■ Work item
Output only the line that contains "Circle every waterfront" and the lines after it, all verbatim, through the last one below.

■ The data
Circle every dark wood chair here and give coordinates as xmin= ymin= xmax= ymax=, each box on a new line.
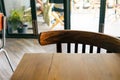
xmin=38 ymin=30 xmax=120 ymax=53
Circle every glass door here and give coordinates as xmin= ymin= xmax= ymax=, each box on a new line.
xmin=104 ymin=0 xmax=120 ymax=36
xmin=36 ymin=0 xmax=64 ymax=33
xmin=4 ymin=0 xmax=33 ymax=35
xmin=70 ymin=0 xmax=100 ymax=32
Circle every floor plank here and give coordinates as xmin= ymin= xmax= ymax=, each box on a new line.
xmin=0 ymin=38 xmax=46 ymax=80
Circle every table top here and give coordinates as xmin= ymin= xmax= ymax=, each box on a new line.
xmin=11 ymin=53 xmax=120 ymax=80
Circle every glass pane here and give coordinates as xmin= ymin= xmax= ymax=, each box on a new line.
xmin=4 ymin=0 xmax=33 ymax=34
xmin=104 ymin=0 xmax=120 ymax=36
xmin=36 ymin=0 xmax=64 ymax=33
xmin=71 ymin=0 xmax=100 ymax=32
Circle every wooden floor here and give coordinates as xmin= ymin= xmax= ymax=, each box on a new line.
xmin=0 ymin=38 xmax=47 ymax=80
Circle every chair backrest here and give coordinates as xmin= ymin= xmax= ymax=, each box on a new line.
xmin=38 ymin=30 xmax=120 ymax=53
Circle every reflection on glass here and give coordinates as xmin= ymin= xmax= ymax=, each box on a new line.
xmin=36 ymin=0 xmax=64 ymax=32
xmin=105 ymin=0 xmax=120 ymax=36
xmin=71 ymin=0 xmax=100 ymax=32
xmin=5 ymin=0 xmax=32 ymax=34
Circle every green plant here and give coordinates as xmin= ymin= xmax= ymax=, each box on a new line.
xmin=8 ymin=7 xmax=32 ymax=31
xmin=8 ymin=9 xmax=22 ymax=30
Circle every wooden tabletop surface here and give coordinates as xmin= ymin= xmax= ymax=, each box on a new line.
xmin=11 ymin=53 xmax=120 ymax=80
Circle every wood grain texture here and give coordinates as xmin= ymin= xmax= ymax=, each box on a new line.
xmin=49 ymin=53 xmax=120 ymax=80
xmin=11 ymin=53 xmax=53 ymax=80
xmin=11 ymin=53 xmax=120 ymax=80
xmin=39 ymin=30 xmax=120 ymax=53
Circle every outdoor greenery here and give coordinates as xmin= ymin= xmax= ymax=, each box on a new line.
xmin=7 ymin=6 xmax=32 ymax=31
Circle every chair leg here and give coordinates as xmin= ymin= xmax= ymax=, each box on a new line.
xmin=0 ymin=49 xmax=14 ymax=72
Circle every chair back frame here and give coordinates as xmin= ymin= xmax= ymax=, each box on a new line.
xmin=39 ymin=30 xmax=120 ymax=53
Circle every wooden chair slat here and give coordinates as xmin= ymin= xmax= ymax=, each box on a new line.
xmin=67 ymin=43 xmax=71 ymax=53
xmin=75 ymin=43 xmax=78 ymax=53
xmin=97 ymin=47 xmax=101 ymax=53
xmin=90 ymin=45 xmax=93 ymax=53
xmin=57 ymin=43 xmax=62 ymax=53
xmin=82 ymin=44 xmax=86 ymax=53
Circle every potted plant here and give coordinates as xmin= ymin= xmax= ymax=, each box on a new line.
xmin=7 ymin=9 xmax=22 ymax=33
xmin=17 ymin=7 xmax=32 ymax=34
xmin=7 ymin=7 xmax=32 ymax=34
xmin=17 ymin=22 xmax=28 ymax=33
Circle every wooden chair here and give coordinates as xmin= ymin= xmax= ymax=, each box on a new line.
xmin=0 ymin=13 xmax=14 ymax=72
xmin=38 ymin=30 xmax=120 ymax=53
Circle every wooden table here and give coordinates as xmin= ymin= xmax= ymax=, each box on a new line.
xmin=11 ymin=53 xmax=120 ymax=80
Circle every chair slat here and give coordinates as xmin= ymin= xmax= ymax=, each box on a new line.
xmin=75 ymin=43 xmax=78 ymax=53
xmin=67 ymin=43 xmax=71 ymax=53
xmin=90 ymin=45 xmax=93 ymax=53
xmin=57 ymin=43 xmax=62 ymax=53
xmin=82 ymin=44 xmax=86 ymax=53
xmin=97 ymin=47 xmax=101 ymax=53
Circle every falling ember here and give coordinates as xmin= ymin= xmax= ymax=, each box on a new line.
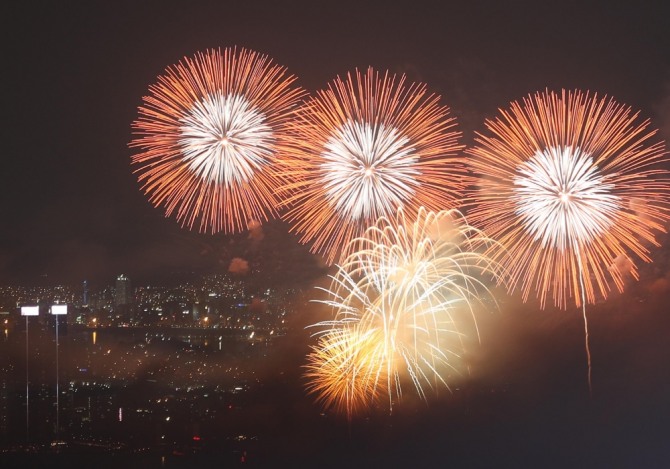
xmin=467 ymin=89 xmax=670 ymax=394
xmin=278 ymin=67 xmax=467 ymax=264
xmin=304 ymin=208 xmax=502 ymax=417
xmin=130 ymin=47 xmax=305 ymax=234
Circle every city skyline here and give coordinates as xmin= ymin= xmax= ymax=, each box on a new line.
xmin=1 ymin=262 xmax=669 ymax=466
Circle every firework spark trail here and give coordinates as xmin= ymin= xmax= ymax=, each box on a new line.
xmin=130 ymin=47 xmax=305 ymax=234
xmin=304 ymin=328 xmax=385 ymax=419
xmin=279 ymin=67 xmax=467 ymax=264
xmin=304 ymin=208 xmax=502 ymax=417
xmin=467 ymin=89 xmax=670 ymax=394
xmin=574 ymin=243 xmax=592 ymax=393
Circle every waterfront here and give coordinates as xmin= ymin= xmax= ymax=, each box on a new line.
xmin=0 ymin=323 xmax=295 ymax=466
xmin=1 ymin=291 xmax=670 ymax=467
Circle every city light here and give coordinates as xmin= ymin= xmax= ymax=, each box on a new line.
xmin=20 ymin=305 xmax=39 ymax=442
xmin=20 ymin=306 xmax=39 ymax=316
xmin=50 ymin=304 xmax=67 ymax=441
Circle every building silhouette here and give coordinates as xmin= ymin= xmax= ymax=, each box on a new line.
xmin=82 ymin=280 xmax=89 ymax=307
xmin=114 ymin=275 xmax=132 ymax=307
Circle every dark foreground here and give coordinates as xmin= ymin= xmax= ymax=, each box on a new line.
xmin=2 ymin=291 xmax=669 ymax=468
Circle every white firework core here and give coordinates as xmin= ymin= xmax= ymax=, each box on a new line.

■ Response below
Circle every waterfront here and give coordinates as xmin= ymin= xmax= ymax=, each box on a new line.
xmin=0 ymin=323 xmax=295 ymax=466
xmin=1 ymin=291 xmax=670 ymax=467
Circle every city light here and give coordinates as xmin= ymin= xmax= ymax=, each box on a new line.
xmin=20 ymin=305 xmax=39 ymax=442
xmin=20 ymin=306 xmax=39 ymax=316
xmin=50 ymin=304 xmax=67 ymax=441
Circle every building silhouette here and give coordinates as xmin= ymin= xmax= ymax=, each box on a new line.
xmin=82 ymin=280 xmax=89 ymax=307
xmin=114 ymin=275 xmax=132 ymax=307
Circle every dark foreground here and give coordinates as xmin= ymin= xmax= ymax=, each box on a new line.
xmin=2 ymin=291 xmax=669 ymax=468
Circle every white firework core here and give coordinates as xmin= ymin= xmax= ymax=, each box on a new line.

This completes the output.